[Items from a data source]

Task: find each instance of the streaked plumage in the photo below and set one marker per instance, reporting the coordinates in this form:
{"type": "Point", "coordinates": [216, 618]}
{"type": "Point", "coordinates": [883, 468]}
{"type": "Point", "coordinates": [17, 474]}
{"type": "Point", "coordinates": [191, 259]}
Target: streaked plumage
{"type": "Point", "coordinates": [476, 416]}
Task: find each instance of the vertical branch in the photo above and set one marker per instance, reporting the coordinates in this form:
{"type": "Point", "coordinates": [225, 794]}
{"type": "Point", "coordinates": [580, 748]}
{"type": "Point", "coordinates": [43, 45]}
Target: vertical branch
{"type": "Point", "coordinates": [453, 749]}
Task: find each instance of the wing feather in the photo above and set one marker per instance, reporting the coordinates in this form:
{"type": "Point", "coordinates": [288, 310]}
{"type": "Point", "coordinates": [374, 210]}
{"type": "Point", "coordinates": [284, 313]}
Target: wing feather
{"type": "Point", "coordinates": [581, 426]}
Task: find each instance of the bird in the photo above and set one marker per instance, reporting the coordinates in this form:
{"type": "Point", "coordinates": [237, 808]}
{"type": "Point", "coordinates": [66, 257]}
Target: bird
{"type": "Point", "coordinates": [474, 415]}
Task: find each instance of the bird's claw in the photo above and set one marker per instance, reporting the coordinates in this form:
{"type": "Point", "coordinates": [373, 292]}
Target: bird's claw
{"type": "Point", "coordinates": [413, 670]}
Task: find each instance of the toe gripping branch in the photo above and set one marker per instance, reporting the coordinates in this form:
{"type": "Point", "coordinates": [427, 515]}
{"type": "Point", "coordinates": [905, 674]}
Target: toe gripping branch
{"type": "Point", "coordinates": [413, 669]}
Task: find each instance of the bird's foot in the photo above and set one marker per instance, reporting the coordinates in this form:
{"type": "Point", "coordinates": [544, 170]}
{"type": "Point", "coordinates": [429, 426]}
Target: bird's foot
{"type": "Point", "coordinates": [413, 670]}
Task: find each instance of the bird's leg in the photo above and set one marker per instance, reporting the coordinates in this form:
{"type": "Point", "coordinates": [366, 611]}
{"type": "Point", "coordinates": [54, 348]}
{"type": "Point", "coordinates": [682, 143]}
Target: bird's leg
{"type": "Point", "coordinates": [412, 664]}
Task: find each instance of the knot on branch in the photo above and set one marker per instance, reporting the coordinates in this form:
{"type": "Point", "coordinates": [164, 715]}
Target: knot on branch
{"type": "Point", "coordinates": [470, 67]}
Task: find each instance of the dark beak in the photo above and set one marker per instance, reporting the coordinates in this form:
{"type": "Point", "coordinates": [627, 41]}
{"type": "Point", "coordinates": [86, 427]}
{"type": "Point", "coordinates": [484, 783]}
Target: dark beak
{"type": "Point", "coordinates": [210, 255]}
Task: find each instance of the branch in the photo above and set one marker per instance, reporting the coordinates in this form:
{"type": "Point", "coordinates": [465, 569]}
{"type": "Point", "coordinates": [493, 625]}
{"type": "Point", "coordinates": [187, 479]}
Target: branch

> WHAT NEEDS TO BE DONE:
Copy out the data above word for word, starting at its first line and ending with the line that contains "Task: find each instance of the bird's leg".

> SOLUTION TO THE PROBLEM:
Task: find each instance of the streaked plumage in the photo below and set one marker per instance, reporting the coordinates in this form:
{"type": "Point", "coordinates": [216, 618]}
{"type": "Point", "coordinates": [883, 468]}
{"type": "Point", "coordinates": [17, 474]}
{"type": "Point", "coordinates": [191, 259]}
Target: streaked plumage
{"type": "Point", "coordinates": [476, 416]}
Task: find each instance of the vertical branch in the photo above and set one marker per instance, reporting the coordinates in this form:
{"type": "Point", "coordinates": [225, 794]}
{"type": "Point", "coordinates": [580, 748]}
{"type": "Point", "coordinates": [43, 45]}
Target: vertical branch
{"type": "Point", "coordinates": [453, 749]}
Task: find each instance of the wing feather in the photo above and set one marker per instance, reporting the coordinates in this form:
{"type": "Point", "coordinates": [288, 310]}
{"type": "Point", "coordinates": [374, 210]}
{"type": "Point", "coordinates": [284, 313]}
Target: wing feather
{"type": "Point", "coordinates": [581, 426]}
Task: find each instance of the bird in the photo above and set one marker per instance, reporting the coordinates in this form:
{"type": "Point", "coordinates": [237, 808]}
{"type": "Point", "coordinates": [66, 257]}
Target: bird
{"type": "Point", "coordinates": [474, 415]}
Task: find each instance of the bird's claw in the photo above and set one marker per instance, reporting the coordinates in this form:
{"type": "Point", "coordinates": [373, 292]}
Target: bird's claw
{"type": "Point", "coordinates": [413, 670]}
Task: find each instance of the toe gripping branch in the photo above and set one marker per instance, reporting the coordinates in this form:
{"type": "Point", "coordinates": [427, 515]}
{"type": "Point", "coordinates": [905, 674]}
Target: toe gripping branch
{"type": "Point", "coordinates": [413, 669]}
Task: find each instance of the bird's foot in the photo above and set one marker per instance, reporting the coordinates in this form:
{"type": "Point", "coordinates": [544, 170]}
{"type": "Point", "coordinates": [429, 426]}
Target: bird's foot
{"type": "Point", "coordinates": [413, 670]}
Task: find each instance of the bird's leg in the photo above and set one marker per instance, reporting the coordinates in this form:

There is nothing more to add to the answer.